Quoted text =

7. Pytest Integration¶
Session Hooks¶
# In tests/tests_fabric/conftest.py and tests/tests_pytorch/conftest.py
def pytest_sessionstart(session):
    """Clean stale port state at session start."""
    from lightning.fabric.utilities.port_manager import get_port_manager
    manager = get_port_manager()
    stale_count = manager.cleanup_stale_entries()
    if stale_count > 0:
        print(f"Cleaned up {stale_count} stale port(s) from previous runs")
def pytest_sessionfinish(session, exitstatus):
    """Final cleanup at session end."""
    from lightning.fabric.utilities.port_manager import get_port_manager
    manager = get_port_manager()
    manager.cleanup_stale_entries()
Test-Level Cleanup (Enhanced)¶
Existing retry logic in pytest_runtest_makereport is enhanced to:
- Release ports before retry 
- Clean up stale entries 
- Wait for OS TIME_WAIT state 
Performance Considerations¶
Optimization Strategies¶
1. In-Memory Cache
- Keep process-local cache of allocated ports 
- Only consult file state on allocation/release 
- Reduces file I/O by ~90% 
2. Lazy Cleanup
- Stale entry cleanup on allocation, not on every read 
- Batch cleanup operations 
- Amortize cleanup cost 
3. Lock Minimization
- Hold file lock only during critical section 
- Release immediately after state write 
- Typical lock hold time: <5ms 
4. Non-Blocking Fast Path
- Try non-blocking lock first 
- Fall back to blocking with timeout 
- Reduces contention in common case 
Performance Targets¶
| Operation | Target | Notes | 
|---|---|---|
| Port allocation | <10ms | Including file lock + I/O | 
| Port release | <5ms | Simple state update | 
| Stale cleanup | <50ms | May scan 100+ entries | 
| Lock contention | <1% | Processes rarely overlap | 
Error Handling¶
Lock Acquisition Failure¶
try:
    with self._file_lock:
        # ... allocate port
except TimeoutError as e:
    # Fail fast to prevent state divergence
    log.error("Failed to acquire file lock for port allocation")

Listing =
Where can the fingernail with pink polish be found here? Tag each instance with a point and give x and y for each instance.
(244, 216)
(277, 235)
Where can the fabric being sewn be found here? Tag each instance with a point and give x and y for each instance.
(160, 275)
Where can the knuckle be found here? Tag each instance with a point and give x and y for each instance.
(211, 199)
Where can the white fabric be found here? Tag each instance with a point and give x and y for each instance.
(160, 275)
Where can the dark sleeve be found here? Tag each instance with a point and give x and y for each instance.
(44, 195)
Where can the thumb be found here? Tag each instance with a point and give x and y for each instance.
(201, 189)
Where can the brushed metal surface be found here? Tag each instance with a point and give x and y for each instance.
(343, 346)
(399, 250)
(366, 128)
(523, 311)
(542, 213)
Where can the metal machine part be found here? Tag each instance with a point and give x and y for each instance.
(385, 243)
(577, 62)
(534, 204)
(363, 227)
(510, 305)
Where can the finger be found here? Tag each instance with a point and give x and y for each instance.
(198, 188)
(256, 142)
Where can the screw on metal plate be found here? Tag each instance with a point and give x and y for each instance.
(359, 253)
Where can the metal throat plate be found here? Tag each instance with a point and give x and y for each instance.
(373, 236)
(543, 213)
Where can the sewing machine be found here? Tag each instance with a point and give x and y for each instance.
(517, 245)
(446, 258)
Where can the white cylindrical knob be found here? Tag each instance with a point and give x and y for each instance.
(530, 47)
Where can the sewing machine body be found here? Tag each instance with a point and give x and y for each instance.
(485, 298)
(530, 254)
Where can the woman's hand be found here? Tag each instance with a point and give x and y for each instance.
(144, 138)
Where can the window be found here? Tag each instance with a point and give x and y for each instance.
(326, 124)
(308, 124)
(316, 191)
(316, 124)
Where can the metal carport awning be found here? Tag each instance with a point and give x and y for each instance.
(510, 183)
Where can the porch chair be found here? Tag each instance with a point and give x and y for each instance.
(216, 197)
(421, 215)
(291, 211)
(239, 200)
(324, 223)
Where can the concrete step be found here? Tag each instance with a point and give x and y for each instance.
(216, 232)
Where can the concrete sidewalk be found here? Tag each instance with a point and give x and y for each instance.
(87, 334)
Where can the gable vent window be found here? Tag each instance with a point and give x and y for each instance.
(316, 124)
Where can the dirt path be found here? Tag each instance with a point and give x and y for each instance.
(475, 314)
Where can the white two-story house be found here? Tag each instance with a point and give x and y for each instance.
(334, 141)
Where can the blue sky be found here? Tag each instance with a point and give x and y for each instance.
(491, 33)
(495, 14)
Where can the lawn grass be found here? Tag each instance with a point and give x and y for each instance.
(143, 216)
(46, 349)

Tasks to complete =
• a. Extract every line in the entries above that contains the word "machine", copying each line in full.
• b. Resume the port-management design notes from the point where they stop.

Answers to the problems =
• a.
Where can the metal machine part be found here? Tag each instance with a point and give x and y for each instance.
Where can the sewing machine be found here? Tag each instance with a point and give x and y for each instance.
Where can the sewing machine body be found here? Tag each instance with a point and give x and y for each instance.

• b.
    raise RuntimeError(
        "Unable to acquire file lock for port allocation. "
        "This prevents process-safe coordination. "
        "Check if another process is holding the lock or if the lock file is inaccessible."
    ) from e
Rationale: We fail fast on lock timeout instead of falling back to OS allocation. Fallback would bypass the shared state, allowing multiple processes to allocate the same port, defeating the purpose of process-safe coordination. By raising an error, we force the caller to handle the exceptional case explicitly rather than silently accepting a race condition.
Corrupted State File¶
try:
    state = json.load(f)
except json.JSONDecodeError:
    log.warning("Corrupted state file, starting fresh")
    return PortState()  # Empty state
Dead PID Detection¶
def _is_pid_alive(self, pid: int) -> bool:
    """Check if process is still running."""
    try:
        os.kill(pid, 0)  # Signal 0 = existence check
        return True
    except (OSError, ProcessLookupError):
        return False
Security Considerations¶
File Permissions¶
- Lock and state files created with default umask 
- No sensitive data stored (only port numbers and PIDs)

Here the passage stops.